PROMPT: Which lines of the entries hold the string "photo"? Copy each one.

Stored data entries
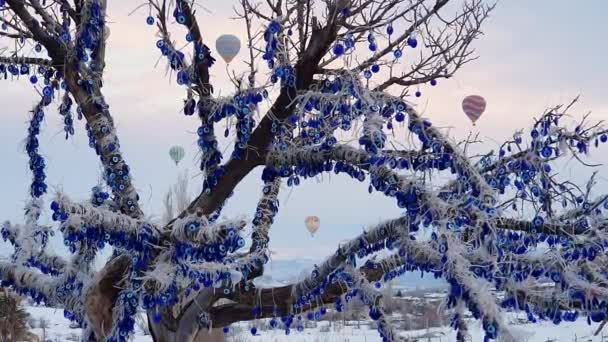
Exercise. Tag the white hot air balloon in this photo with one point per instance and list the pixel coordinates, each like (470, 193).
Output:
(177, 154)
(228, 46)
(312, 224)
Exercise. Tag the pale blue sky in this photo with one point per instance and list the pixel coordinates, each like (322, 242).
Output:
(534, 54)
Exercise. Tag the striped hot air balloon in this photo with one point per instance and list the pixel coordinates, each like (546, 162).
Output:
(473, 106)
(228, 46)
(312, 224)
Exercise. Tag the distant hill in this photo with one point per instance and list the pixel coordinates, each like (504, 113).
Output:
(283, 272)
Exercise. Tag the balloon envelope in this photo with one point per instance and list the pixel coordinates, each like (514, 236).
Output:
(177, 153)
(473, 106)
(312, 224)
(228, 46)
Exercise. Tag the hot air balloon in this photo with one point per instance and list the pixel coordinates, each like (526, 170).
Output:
==
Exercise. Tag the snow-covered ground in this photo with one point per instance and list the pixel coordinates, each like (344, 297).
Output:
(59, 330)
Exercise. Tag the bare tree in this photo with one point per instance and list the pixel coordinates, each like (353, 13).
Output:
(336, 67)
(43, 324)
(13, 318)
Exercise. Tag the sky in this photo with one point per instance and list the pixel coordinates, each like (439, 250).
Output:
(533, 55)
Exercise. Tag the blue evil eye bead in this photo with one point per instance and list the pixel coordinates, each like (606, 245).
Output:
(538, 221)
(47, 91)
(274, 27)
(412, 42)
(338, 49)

RESULT OF THIS TASK:
Exercise. Tag the white hot air balloon in this photo with one point per instance and list the pixel coordinates, each like (470, 193).
Exercise. Tag the pale blue sky in this photo with one point per instance and list the pixel coordinates, each like (322, 242).
Exercise. Tag the striped hot air balloon in this photo with one point per instance and list the pixel coordinates, each like (546, 162).
Exercise. Tag the distant hill in this photo with one point per instance and list the pixel coordinates, each like (504, 113).
Exercise. Tag the balloon envelope in this photo with one point per instance and list the pixel coordinates, each like (514, 236).
Exercise. Tag the hot air balloon in this photo with one point per instance and list the pixel coordinates, each like (526, 170).
Exercise. Tag the snow-covered ground in this photo with one point per instance and list the pixel coordinates, each like (344, 297).
Exercise. Tag the bare tree in this photo with one point per instance and list the pixel coordinates, each like (353, 13).
Exercise. Tag the sky in this photo with one point per instance and list the pixel coordinates, each like (439, 250).
Exercise. Tag the blue evil eye bead in this photo with one point per instance and list the pixel coordinates, each like (606, 245).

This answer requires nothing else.